- **DATA RECORDS**
++++++++

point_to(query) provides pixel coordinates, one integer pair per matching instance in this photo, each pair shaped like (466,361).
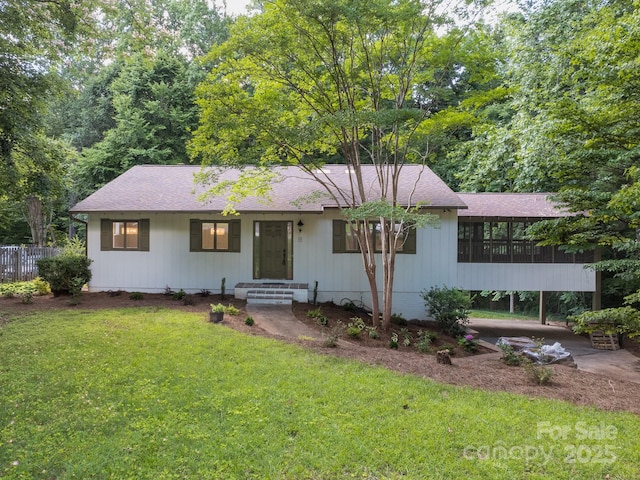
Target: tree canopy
(365,82)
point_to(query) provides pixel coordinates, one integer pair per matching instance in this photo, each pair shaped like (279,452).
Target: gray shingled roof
(171,188)
(510,205)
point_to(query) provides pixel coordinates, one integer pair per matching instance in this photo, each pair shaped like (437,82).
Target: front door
(273,256)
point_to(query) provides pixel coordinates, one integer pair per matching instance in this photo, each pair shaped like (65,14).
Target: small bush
(393,341)
(41,287)
(231,310)
(539,374)
(314,313)
(423,344)
(331,339)
(509,355)
(218,308)
(448,346)
(398,319)
(450,309)
(8,291)
(355,327)
(26,297)
(468,343)
(407,338)
(66,273)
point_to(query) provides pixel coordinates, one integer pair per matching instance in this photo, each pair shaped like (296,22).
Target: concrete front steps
(272,293)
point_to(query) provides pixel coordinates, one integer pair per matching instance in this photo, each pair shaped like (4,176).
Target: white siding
(340,276)
(557,277)
(169,262)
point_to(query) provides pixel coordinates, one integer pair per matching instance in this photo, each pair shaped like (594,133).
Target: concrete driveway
(619,364)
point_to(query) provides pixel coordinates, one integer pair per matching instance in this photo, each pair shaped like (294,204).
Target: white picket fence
(21,263)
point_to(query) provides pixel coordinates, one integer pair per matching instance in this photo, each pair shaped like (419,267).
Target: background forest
(541,97)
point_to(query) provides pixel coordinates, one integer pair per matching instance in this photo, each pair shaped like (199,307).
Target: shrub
(26,297)
(468,343)
(509,355)
(398,319)
(218,308)
(539,374)
(448,346)
(355,327)
(41,287)
(314,313)
(331,339)
(423,344)
(450,309)
(407,338)
(373,332)
(65,272)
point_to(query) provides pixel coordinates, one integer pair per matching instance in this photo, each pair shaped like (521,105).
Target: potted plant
(217,313)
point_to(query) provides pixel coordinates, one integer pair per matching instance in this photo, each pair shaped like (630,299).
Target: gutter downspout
(86,224)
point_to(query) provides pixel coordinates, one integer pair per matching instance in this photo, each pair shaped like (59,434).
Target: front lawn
(158,393)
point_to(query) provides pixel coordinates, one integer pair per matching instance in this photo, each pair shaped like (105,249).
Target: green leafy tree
(307,81)
(154,104)
(570,123)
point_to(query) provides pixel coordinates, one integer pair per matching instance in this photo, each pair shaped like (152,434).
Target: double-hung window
(125,235)
(214,236)
(345,238)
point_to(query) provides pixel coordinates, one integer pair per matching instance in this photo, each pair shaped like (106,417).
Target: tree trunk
(36,220)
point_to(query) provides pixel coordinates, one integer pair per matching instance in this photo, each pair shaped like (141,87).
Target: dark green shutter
(195,236)
(338,236)
(143,239)
(106,234)
(234,236)
(410,242)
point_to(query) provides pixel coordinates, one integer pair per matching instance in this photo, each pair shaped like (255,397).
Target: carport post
(543,308)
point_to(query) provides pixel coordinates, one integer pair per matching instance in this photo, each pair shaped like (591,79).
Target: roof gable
(511,205)
(171,188)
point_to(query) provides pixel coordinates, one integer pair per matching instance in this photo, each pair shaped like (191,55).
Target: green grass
(159,394)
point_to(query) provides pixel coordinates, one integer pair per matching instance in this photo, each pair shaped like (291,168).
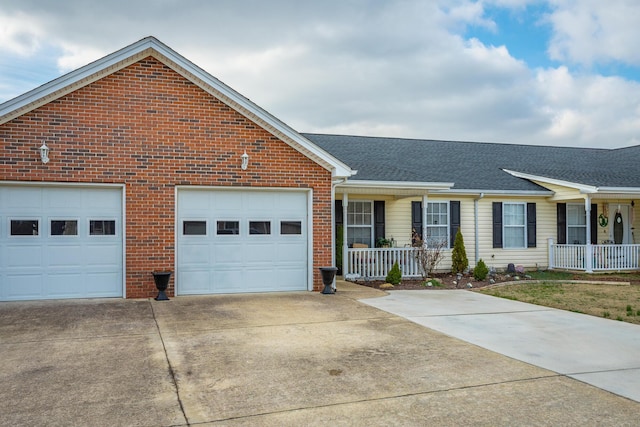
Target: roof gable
(150,46)
(476,166)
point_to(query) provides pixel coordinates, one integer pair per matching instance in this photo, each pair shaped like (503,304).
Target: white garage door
(241,241)
(60,242)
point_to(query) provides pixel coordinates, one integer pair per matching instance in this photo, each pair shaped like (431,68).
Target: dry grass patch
(615,301)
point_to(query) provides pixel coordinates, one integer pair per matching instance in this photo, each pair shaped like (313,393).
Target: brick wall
(151,129)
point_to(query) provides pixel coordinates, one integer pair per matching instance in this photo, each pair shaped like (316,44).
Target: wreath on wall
(603,220)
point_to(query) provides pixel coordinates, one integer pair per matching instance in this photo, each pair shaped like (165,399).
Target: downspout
(334,184)
(475,215)
(345,244)
(589,249)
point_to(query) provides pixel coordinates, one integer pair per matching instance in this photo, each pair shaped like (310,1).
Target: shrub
(394,276)
(428,257)
(459,261)
(481,270)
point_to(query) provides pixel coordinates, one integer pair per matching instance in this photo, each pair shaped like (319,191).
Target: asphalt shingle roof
(478,166)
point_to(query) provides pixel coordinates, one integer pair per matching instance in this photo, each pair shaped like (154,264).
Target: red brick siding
(151,129)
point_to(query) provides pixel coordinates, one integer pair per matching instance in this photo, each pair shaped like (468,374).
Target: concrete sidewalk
(601,352)
(269,359)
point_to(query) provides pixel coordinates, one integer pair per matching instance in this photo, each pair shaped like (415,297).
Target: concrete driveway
(269,359)
(601,352)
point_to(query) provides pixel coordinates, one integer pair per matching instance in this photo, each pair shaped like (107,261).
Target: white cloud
(367,67)
(20,33)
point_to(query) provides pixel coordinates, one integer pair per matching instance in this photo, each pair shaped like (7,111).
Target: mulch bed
(448,281)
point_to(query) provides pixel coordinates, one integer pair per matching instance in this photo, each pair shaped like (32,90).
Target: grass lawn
(614,301)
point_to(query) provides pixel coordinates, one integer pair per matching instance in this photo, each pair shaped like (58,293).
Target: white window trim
(581,205)
(440,226)
(523,226)
(370,226)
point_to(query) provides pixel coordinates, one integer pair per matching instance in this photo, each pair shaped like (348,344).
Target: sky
(541,72)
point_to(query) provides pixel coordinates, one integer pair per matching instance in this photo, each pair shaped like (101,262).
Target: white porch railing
(594,257)
(375,263)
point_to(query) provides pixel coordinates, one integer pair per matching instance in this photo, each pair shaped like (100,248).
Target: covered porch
(602,240)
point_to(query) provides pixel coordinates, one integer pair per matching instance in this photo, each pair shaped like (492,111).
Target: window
(102,227)
(194,228)
(228,227)
(437,223)
(576,224)
(360,223)
(25,227)
(290,227)
(64,227)
(514,223)
(259,227)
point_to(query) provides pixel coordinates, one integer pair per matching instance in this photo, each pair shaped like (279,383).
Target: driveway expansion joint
(171,370)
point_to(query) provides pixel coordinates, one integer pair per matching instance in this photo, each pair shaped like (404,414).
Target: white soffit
(582,187)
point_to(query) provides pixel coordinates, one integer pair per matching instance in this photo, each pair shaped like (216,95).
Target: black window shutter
(378,219)
(562,223)
(497,224)
(594,223)
(416,218)
(531,225)
(454,220)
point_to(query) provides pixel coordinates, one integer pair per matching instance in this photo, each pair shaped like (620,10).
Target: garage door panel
(228,253)
(52,264)
(21,256)
(65,256)
(27,200)
(65,285)
(290,278)
(260,280)
(103,255)
(23,286)
(103,284)
(291,252)
(244,262)
(259,253)
(196,282)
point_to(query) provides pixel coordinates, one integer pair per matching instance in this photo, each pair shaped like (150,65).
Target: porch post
(589,249)
(345,245)
(425,200)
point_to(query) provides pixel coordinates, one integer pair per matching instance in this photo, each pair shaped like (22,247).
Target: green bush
(459,261)
(481,270)
(394,276)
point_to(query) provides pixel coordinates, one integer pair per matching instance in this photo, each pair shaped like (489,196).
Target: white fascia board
(587,189)
(619,190)
(150,46)
(398,185)
(487,193)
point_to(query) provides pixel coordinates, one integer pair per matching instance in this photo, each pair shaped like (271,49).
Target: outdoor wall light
(44,153)
(245,160)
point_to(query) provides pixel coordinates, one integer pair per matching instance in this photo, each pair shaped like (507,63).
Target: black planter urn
(161,278)
(328,274)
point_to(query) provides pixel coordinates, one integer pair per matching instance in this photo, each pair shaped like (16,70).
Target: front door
(620,224)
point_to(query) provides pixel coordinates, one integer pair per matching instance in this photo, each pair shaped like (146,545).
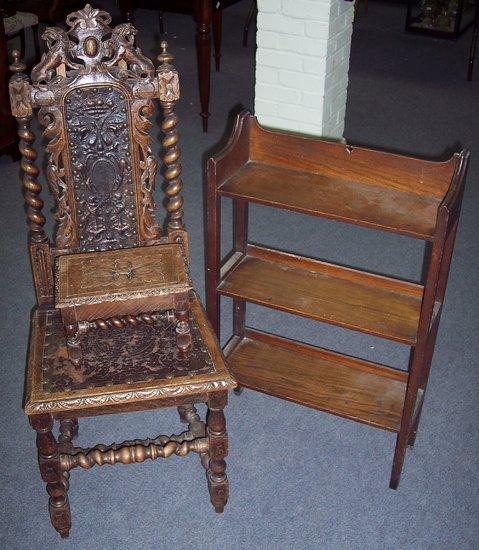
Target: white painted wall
(302,64)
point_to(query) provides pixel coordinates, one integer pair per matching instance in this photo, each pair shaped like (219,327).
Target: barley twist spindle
(169,94)
(130,452)
(22,110)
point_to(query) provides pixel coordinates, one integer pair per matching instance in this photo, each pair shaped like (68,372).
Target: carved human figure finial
(17,66)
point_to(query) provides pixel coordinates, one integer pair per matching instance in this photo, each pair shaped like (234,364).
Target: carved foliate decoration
(94,90)
(99,147)
(20,96)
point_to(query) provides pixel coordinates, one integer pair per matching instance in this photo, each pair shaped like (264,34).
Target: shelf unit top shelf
(377,305)
(335,198)
(345,386)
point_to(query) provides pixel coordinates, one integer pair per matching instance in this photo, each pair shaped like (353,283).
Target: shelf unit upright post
(400,194)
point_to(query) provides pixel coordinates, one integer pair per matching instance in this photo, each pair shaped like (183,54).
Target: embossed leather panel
(119,356)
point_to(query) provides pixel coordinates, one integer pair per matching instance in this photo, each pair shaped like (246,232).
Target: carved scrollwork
(128,396)
(52,118)
(20,96)
(141,110)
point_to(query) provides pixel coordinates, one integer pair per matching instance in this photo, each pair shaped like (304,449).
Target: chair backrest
(94,90)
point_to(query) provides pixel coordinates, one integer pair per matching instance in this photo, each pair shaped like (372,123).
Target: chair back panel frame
(94,93)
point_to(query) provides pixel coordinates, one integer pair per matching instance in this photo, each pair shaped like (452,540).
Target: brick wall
(302,64)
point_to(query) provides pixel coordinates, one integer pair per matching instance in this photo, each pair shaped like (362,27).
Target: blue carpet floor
(299,478)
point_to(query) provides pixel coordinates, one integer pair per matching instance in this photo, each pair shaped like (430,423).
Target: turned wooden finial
(165,57)
(17,66)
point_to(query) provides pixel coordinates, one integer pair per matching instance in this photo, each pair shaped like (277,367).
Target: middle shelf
(369,303)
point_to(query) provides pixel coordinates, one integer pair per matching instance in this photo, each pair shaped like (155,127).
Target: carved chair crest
(94,91)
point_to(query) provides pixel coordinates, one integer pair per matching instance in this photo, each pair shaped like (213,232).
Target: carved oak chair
(111,272)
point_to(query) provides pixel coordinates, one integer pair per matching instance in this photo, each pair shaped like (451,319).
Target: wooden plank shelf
(384,307)
(334,198)
(345,386)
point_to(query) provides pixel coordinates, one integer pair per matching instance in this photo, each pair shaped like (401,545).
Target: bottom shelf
(318,378)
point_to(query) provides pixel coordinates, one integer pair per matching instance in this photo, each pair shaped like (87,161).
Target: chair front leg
(52,475)
(218,449)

++++++++

In the listing above, find the line containing "Target: concrete front steps" and the line containing "shaped like (141,87).", then quote both, plus every line between them, exactly as written.

Target: concrete front steps
(272,293)
point_to(query) provides pixel coordinates, one integer pair per matching instance in this photo, each pair shaped like (4,176).
Target: white siding
(340,276)
(557,277)
(169,262)
point_to(query) provides pixel coordinates, one integer pair per matching instance in this photo, each pair shaped like (594,133).
Target: concrete driveway
(619,364)
point_to(query) provides pixel coordinates, one integer pair per matching instance in this photo, each pair shaped like (294,204).
Target: white picket fence
(21,263)
point_to(query) provides pixel coordinates, one integer pair per matching instance in this photo, each pair shaped like (419,267).
Target: background forest
(541,97)
point_to(query) provides pixel coordinates, one integer pair per matching instance in this photo, each pair shaped like (199,307).
Target: shrub
(26,297)
(468,343)
(509,355)
(398,319)
(218,308)
(539,374)
(448,346)
(355,327)
(41,287)
(314,313)
(331,339)
(423,344)
(450,309)
(407,338)
(373,332)
(65,272)
point_to(query) provides pixel coordinates, one integer pair per matching instance in this photo, each pair shaped like (521,105).
Target: potted plant
(217,313)
point_to(query) provides pixel coordinates, one integer pair per matching instance in this photo, each pair shaped like (630,299).
Target: gutter downspout
(86,224)
point_to(query) provides pixel coordinates, one integer pair per matching instance in this photo, each pair shaped like (59,434).
Target: front lawn
(158,393)
point_to(query) provides pixel coordinates, one integer pair per matching instance in this photo, each pair shaped like (105,249).
Target: green leafy tree
(307,81)
(154,104)
(570,123)
point_to(query) provides pixel coordinates, one integer pair per matching instance in this photo, each pair shaped like (152,434).
Target: double-hung window
(125,235)
(214,236)
(345,238)
point_to(query) provides pixel coordinates, one integer pair per matching instance in this photo, each pair shaped like (106,417).
Target: tree trunk
(36,220)
point_to(query) provides pixel coordinates, one integer pair per matching instance in this photo, each pair shaped like (141,87).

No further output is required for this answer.